> **Brief A**
In the news item about Anne Gaynor's summer research fellowship, at which hospital will her immunology research project take place?
> **Brief B**
Extend the news item about Anne Gaynor's summer research fellowship, picking up after its final sentence.

> **Document extract**
(Posted April 14, 2003)

HUNTINGDON. Pa. -- Anne Gaynor, a junior at Juniata College from Binghamton, N.Y. studying forensic biology and the daughter of Faith White and Charles Gaynor II, received a prestigious fellowship to work on a summer immunology research project at Brigham and Women's Hospital in Boston, Mass.

Gaynor received $2,000 from the American Physiological Society as part of the society's Undergraduate Summer Research Fellowship Program. Gaynor is one of 12 undergraduate students nationwide -- and the first student from Juniata -- to receive the stipend for summer research.

"I like science because it allows me to see how things work on a molecular level," Gaynor says. "I have been interested in infectious disease transmission and I would like to do research in that area when I graduate."

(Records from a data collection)
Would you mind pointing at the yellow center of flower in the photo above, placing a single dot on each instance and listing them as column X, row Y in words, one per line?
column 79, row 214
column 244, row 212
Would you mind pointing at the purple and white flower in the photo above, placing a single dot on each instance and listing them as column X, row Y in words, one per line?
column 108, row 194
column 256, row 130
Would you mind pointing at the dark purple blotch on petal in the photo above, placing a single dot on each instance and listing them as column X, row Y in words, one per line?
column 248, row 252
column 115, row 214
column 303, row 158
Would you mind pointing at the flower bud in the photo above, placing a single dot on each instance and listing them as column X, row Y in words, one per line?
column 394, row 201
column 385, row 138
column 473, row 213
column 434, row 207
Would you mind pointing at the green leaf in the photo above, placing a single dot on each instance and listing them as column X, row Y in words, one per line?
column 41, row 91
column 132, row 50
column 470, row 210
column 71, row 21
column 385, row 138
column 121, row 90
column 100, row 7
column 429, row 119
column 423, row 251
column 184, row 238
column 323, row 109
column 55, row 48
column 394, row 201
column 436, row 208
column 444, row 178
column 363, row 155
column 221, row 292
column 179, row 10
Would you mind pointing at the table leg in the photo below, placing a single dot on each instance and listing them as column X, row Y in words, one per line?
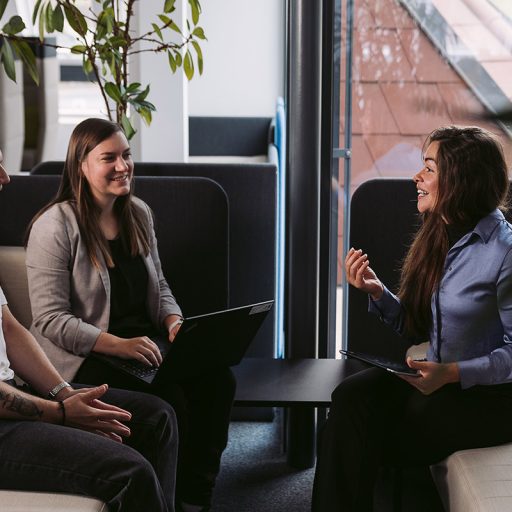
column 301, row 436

==

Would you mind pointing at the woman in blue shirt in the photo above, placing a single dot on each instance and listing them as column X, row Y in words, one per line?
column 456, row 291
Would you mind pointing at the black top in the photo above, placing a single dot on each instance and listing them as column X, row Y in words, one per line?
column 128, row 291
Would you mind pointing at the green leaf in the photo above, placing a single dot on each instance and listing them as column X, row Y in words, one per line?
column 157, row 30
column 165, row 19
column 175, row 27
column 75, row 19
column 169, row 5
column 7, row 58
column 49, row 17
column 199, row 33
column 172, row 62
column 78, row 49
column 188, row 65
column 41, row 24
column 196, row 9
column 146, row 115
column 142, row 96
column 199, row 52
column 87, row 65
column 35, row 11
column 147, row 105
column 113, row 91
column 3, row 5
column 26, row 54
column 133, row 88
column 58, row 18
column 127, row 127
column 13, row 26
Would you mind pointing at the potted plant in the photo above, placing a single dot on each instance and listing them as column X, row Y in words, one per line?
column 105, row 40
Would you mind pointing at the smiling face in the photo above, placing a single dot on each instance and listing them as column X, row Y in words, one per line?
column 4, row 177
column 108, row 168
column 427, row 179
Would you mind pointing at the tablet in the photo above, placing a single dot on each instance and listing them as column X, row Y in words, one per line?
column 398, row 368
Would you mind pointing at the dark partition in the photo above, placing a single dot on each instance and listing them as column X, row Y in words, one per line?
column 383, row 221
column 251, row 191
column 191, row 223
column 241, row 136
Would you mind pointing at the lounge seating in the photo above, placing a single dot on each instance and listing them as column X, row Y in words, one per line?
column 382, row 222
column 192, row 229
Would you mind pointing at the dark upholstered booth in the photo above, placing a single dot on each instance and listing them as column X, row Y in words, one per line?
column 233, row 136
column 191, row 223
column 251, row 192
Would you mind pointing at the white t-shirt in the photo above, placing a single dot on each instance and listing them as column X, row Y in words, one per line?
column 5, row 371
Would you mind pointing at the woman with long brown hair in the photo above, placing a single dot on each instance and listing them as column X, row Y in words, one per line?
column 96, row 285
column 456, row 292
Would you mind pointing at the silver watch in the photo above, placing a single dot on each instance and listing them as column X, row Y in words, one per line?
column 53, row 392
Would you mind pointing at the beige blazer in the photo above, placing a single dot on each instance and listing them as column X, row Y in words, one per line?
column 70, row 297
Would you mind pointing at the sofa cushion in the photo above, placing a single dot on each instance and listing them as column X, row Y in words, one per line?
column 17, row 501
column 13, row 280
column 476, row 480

> **Expected output A**
Brigham and Women's Hospital in Boston, Mass.

> **Expected output B**
Gaynor will work on a 10-week research project from June through August studying the function of the human body's immune system in the laboratory of Dr. Gregory L. Stahl, associate professor of medicine at Brigham and Women's Hospital at Harvard Medical School.

The Juniata student has worked on several undergraduate research projects, including investigations of limb development in the red flour beetle and the study of retroelements within baker's yeast that behave in similar fashion to infectious viruses.

She is a member of Tri-Beta, the honorary society for biology. She also is student manager of the Juniata College swim team and serves as an officer in the Water Polo Club.